----- EXTRACTED DATA
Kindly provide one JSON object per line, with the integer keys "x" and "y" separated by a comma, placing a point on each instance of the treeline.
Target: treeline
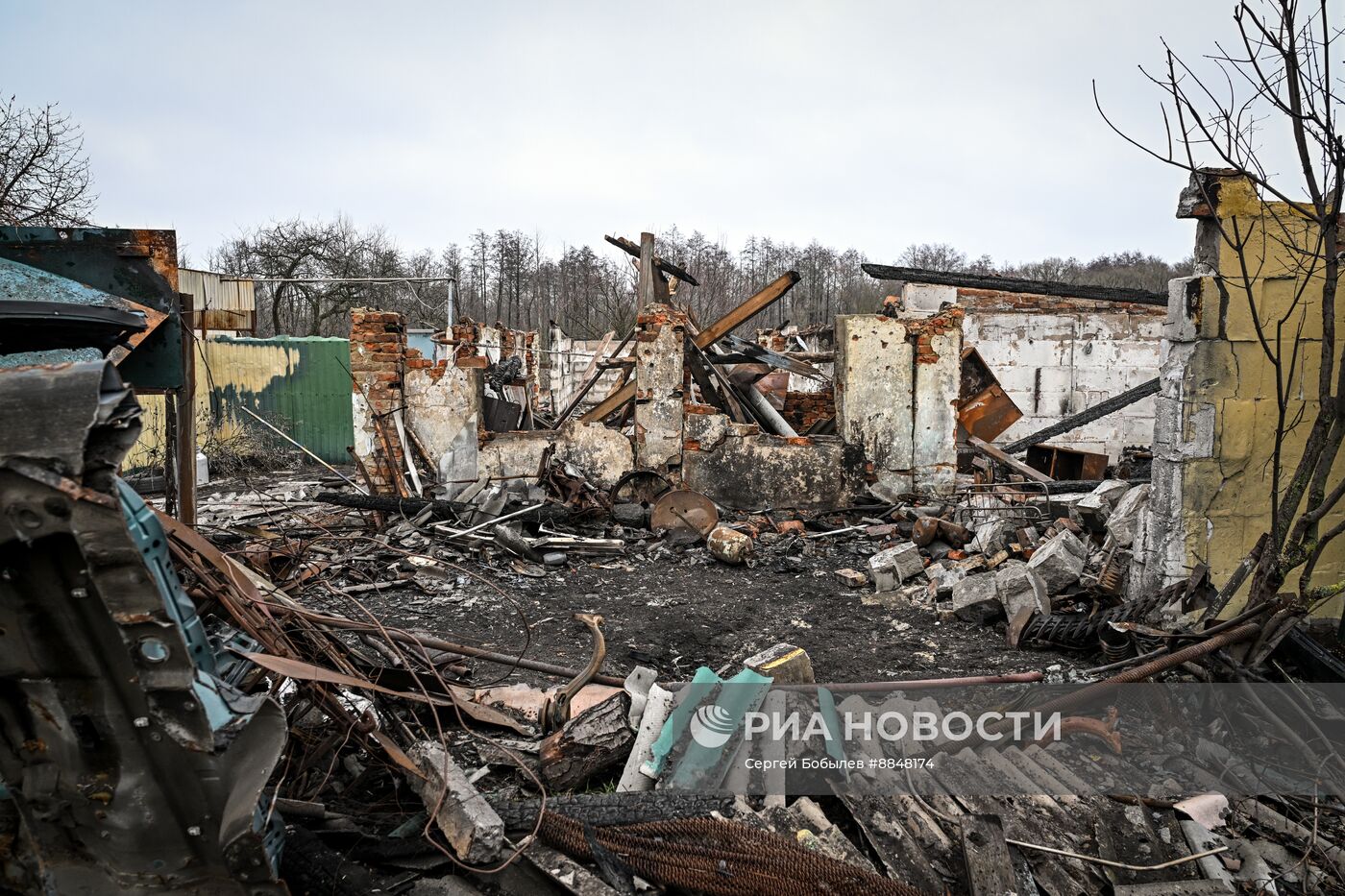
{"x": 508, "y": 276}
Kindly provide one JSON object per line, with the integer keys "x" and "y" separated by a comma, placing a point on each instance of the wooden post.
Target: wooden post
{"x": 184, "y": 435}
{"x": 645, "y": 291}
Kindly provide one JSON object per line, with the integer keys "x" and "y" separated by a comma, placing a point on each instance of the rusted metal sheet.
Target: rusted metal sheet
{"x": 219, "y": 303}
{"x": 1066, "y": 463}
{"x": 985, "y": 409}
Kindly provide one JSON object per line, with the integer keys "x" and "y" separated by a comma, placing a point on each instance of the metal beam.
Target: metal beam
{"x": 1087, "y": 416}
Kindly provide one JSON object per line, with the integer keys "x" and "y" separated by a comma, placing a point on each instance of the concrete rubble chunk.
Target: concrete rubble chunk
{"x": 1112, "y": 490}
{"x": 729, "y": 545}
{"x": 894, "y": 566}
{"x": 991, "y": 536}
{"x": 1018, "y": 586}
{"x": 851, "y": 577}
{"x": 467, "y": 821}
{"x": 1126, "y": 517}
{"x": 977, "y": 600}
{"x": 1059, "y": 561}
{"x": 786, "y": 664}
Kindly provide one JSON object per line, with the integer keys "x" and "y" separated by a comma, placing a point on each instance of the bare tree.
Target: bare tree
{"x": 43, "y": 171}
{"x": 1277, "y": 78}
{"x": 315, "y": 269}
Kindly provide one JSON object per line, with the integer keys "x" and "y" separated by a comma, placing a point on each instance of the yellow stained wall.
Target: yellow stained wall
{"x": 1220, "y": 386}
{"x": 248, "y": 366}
----------
EXERCISE DETAILS → Find each line in the records holding the string "point" and show it.

TASK RESULT →
Kindly provide one JSON object per line, with the integer keys "x" and "y" separated by a comma, placing a point on each instance of the treeline.
Kindly provide one JSON object per line, with the integer keys "x" and "y" separated by a comma, placing a point on each instance of the wooden post.
Kindly provide one JSON object per line, with the integer keys "x" and "y" separated by a comma, placing a point on each instance of the rusted metal sheet.
Kindly provide one JSON object per line, with the integer keys "x" and "y" separated by a comma, placing a point on each instance of the metal beam.
Kindly provide one JSON object per line, with the integer keys "x" and "y" separated by a comma, placing a point on each instance of the concrete rubble chunk.
Kindly provide one JSON object per line, with the integer keys "x" and "y" separated by a comma, placing a point on each instance of the bare tree.
Kindly provide one JSON object per line, with the integer keys "x" and "y" separated by a comma, placing a point on each instance of the yellow stained wall.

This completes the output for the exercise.